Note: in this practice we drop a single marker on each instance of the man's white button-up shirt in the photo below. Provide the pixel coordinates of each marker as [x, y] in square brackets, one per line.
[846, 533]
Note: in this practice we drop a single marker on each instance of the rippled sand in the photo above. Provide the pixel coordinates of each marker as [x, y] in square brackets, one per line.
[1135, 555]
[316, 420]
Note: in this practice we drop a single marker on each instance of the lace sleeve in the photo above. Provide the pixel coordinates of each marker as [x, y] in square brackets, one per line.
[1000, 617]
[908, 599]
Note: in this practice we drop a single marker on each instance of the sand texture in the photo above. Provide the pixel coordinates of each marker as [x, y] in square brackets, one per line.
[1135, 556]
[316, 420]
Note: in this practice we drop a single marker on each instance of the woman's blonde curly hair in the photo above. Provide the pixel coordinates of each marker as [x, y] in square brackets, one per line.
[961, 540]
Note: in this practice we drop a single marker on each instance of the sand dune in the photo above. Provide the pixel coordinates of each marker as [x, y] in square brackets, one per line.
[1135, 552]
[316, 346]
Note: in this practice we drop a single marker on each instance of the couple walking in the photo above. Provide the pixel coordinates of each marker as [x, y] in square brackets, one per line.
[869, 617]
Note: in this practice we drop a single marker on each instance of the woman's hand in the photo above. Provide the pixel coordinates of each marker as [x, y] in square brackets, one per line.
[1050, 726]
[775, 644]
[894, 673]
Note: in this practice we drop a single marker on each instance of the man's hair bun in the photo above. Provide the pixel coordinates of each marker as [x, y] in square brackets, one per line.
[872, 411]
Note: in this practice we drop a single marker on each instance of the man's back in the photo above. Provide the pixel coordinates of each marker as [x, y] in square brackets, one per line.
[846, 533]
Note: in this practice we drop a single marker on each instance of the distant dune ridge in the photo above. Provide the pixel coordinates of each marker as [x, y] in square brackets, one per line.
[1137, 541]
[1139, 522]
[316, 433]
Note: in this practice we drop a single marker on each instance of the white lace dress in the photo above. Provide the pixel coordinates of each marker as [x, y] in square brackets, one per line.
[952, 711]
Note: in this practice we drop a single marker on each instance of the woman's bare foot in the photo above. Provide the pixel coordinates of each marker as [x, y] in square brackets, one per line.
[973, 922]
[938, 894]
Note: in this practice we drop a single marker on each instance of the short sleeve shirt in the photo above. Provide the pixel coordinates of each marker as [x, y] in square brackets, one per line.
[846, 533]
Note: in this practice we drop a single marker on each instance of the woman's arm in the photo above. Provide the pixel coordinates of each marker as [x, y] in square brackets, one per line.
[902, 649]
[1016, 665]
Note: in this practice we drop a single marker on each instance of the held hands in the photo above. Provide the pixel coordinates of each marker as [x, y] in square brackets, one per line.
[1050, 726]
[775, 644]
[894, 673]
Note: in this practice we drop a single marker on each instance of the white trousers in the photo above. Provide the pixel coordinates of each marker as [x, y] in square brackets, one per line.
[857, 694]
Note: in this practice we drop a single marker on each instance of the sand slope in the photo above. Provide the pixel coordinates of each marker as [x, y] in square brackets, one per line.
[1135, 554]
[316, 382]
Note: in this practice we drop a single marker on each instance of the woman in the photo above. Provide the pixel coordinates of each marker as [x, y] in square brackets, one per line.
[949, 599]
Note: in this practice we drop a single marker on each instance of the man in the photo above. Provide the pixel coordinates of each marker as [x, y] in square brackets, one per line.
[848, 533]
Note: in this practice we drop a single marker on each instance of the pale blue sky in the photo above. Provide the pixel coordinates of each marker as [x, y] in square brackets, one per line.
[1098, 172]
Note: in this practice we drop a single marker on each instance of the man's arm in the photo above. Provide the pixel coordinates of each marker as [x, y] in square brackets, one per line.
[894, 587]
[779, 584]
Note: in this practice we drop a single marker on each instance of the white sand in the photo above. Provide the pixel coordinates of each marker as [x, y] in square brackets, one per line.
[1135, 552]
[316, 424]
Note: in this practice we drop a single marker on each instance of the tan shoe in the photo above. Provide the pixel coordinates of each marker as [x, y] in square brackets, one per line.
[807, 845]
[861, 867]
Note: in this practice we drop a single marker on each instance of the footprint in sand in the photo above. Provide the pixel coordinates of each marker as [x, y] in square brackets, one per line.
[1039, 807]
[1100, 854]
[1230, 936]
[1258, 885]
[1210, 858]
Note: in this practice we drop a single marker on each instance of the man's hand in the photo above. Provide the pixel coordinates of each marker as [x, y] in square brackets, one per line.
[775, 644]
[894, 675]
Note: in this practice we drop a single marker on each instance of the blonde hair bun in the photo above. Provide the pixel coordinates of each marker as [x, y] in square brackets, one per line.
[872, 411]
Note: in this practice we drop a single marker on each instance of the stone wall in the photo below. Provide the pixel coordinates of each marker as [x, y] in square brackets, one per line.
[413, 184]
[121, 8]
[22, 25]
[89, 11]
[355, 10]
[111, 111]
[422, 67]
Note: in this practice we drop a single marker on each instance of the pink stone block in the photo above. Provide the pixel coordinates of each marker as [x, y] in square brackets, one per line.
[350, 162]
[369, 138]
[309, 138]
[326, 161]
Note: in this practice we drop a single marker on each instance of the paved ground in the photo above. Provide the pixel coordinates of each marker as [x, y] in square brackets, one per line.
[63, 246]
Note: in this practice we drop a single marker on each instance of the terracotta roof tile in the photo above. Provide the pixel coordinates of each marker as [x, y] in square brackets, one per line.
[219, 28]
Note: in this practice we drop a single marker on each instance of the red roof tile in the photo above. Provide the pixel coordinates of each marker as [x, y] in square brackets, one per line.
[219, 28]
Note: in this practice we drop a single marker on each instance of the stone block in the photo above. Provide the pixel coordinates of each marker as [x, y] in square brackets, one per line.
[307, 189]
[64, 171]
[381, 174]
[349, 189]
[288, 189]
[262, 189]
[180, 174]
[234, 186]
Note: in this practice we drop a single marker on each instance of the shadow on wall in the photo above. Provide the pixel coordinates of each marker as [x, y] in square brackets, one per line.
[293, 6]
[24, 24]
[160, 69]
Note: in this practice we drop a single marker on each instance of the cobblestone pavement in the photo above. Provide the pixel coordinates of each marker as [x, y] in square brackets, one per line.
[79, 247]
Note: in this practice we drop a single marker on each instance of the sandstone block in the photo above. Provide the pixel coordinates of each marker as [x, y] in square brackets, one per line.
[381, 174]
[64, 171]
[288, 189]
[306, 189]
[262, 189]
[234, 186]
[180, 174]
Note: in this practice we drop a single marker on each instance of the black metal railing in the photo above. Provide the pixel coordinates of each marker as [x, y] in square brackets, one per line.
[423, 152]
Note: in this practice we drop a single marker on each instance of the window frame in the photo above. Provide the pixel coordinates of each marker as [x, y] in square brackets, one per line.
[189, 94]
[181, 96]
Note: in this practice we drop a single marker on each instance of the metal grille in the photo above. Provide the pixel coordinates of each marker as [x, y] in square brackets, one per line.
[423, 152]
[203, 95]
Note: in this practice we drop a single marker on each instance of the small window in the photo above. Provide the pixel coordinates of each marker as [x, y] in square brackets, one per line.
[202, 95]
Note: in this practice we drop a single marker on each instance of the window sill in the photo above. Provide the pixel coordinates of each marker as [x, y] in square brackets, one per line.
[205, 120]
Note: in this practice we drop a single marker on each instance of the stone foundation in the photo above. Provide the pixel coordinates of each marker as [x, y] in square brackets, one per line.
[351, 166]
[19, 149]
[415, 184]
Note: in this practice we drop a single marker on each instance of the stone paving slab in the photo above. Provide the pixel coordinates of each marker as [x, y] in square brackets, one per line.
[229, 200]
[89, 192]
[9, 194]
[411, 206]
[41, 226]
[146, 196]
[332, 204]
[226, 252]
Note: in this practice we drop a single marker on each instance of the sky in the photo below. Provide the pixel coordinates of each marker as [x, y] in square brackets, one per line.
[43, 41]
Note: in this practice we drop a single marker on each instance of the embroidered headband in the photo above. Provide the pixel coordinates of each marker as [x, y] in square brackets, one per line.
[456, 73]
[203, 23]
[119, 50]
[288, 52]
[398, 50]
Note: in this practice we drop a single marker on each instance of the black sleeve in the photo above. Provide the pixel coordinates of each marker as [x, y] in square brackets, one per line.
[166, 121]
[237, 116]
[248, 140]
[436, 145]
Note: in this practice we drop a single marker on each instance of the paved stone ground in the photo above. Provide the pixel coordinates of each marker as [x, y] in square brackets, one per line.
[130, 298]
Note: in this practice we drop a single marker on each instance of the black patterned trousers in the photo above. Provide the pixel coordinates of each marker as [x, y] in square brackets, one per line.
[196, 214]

### Exercise
Please reproduce only the listing lines from the one that contains "of the pale" through the one that contains "[1098, 172]", swapping "pale blue sky" for "cloudless sky". Leave every other part of those lines unchanged.

### Output for this exercise
Note: in this practice we drop a single marker on each instance of the cloudless sky in the photo above. Provide the pixel coordinates of each marker as [x, y] in square brackets, one per line.
[1098, 172]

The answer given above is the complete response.